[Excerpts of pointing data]
※
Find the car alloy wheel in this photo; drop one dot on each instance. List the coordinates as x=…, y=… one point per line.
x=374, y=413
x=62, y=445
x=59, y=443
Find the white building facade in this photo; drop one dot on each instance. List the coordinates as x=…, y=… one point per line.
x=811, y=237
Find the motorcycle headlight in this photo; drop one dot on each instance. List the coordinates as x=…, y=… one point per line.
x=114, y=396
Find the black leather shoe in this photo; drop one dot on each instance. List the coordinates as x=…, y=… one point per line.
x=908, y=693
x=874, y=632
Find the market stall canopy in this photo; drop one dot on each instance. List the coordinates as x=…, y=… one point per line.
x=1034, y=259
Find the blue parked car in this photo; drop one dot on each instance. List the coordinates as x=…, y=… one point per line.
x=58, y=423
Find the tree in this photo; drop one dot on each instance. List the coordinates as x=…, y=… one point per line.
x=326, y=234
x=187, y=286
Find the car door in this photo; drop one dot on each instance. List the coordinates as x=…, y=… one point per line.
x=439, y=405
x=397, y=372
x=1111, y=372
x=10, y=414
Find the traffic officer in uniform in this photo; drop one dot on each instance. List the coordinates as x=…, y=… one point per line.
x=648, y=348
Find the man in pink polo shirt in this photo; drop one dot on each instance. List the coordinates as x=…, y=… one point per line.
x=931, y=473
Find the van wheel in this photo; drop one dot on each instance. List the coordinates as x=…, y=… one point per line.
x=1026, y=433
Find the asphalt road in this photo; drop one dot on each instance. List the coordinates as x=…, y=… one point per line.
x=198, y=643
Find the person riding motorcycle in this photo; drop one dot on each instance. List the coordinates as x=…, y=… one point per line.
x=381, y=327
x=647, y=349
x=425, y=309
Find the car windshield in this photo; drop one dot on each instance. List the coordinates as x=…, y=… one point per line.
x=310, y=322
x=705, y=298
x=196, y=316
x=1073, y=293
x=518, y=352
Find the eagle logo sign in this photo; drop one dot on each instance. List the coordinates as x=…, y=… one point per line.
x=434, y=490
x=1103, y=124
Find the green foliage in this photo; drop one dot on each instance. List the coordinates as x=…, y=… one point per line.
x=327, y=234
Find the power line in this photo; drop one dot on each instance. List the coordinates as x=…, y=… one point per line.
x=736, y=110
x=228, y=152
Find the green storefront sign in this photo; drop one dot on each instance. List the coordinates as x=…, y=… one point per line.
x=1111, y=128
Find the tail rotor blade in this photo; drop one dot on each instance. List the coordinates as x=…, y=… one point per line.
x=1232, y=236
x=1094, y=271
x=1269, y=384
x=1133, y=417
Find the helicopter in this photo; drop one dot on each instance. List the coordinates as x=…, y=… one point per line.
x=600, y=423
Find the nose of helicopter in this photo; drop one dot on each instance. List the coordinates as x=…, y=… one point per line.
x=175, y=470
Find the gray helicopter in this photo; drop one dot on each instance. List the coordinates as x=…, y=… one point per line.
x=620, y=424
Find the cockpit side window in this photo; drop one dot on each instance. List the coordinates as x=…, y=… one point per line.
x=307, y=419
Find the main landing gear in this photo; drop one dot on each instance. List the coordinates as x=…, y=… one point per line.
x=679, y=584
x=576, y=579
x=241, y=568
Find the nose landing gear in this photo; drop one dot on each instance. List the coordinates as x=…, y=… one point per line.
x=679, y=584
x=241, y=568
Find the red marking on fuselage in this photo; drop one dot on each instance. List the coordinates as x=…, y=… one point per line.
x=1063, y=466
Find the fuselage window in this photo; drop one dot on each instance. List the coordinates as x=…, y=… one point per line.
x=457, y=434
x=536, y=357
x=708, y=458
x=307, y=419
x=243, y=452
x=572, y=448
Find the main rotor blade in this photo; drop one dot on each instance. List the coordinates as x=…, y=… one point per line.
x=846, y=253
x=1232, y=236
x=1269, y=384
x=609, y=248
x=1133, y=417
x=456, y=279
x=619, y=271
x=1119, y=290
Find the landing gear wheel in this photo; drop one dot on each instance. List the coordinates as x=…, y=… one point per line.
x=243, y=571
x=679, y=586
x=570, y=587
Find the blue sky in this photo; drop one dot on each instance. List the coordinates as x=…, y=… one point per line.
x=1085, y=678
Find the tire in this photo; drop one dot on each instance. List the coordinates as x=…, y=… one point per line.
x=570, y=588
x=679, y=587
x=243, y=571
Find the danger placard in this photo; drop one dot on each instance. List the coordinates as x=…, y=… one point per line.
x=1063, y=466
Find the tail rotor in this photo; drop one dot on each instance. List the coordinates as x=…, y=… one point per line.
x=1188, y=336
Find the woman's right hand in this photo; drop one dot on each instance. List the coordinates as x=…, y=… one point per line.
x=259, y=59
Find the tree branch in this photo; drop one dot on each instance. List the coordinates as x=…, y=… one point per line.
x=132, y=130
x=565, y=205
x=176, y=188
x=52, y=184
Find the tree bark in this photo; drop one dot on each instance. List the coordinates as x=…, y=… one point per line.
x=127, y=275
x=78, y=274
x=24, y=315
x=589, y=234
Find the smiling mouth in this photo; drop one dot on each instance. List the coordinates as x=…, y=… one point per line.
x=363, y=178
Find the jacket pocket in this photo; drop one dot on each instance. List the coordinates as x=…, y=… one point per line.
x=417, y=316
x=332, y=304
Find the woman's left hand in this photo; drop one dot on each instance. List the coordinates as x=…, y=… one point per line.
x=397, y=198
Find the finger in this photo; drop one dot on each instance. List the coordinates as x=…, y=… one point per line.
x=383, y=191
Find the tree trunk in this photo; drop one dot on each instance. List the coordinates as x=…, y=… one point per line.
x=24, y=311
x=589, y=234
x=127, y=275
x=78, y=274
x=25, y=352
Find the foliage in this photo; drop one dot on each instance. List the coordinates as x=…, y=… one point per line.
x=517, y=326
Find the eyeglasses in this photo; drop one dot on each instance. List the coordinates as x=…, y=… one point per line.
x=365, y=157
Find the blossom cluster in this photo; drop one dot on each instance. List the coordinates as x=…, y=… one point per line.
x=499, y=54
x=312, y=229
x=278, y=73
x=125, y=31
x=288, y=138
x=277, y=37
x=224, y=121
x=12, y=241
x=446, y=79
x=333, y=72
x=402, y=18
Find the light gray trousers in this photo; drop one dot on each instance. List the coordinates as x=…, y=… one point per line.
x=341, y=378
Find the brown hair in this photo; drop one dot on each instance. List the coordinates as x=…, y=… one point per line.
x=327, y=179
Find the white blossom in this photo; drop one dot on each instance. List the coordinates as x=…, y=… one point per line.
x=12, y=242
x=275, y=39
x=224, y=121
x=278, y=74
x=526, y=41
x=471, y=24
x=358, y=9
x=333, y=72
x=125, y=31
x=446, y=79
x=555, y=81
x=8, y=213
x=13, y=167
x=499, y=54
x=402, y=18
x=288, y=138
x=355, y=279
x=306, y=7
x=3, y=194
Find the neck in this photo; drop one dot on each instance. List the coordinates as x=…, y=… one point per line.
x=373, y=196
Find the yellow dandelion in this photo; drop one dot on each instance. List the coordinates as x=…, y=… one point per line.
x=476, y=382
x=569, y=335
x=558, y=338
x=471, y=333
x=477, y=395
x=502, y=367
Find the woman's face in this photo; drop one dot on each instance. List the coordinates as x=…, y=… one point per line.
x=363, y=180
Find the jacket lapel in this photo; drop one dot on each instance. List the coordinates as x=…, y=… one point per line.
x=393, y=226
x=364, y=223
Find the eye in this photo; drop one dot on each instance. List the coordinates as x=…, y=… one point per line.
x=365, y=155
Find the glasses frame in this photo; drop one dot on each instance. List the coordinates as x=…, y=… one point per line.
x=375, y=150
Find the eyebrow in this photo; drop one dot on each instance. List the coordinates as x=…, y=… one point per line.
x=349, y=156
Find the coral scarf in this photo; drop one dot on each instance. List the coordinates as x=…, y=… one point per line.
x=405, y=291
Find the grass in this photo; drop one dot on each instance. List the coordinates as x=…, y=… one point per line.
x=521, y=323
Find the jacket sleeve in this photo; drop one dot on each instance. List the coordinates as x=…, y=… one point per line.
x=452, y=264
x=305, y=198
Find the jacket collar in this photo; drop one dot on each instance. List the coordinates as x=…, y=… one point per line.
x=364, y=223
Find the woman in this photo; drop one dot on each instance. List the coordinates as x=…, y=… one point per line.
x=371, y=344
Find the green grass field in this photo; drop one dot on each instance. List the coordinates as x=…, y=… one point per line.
※
§ OBJECTIVE
Scale every coordinate in the answers by 2.4, rounding to whole numbers with halves going up, and give these lines again with the requests unchanged, from the line with "Find the blue sky" up to and including the line with "x=363, y=178".

§ EXPECTED OUTPUT
Find the blue sky in this photo; drop one dot on each instance. List the coordinates as x=…, y=… one point per line.
x=2604, y=1627
Find the tire in this photo; drop one dot on each instance. List the coordinates as x=…, y=… one point per line.
x=1368, y=1411
x=1630, y=1409
x=583, y=1370
Find the danger placard in this photo; drop one dot on each instance. List the coordinates as x=…, y=… one point per line.
x=2551, y=1118
Find the tail rotor in this photo; drop one dot on each instance. List the coordinates as x=…, y=… one point per line.
x=2851, y=806
Find the woman's right hand in this photo; drop one dot on each instance. List the coordinates as x=…, y=… one point per line.
x=622, y=142
Find the tree branch in this photo; drop one dot on each instance. List the coordinates as x=…, y=… one point per line.
x=317, y=312
x=1356, y=492
x=422, y=451
x=125, y=442
Find the tree bark in this photo; drop one dot on each instance. List the coordinates as x=…, y=… one point per line.
x=305, y=660
x=187, y=658
x=58, y=756
x=1414, y=562
Find the smiling mouth in this photo; drop one dot on each instance. List the coordinates as x=…, y=… one point per line.
x=871, y=427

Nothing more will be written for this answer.